Dataset lines:
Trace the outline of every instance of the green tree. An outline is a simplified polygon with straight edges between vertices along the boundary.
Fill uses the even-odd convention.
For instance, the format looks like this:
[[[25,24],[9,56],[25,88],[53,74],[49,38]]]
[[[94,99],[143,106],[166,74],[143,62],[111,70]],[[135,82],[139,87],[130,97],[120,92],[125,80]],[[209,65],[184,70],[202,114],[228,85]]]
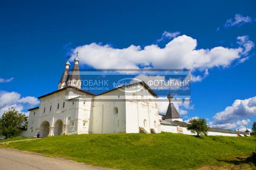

__JOB__
Reproduce all of the lines above without any alteration, omitting the picture.

__TASK RESPONSE__
Trace the outline of every instance of the green tree. An outline is a simplified polygon with straight edges between vertices along the boundary.
Fill uses the even-odd convention.
For instance, the format looks like this:
[[[25,24],[9,56],[25,88],[53,74],[49,38]]]
[[[94,99],[143,106],[166,74],[143,62],[111,70]],[[135,82],[139,87],[130,97],[120,92],[125,80]],[[209,65],[184,70],[202,114],[228,85]]]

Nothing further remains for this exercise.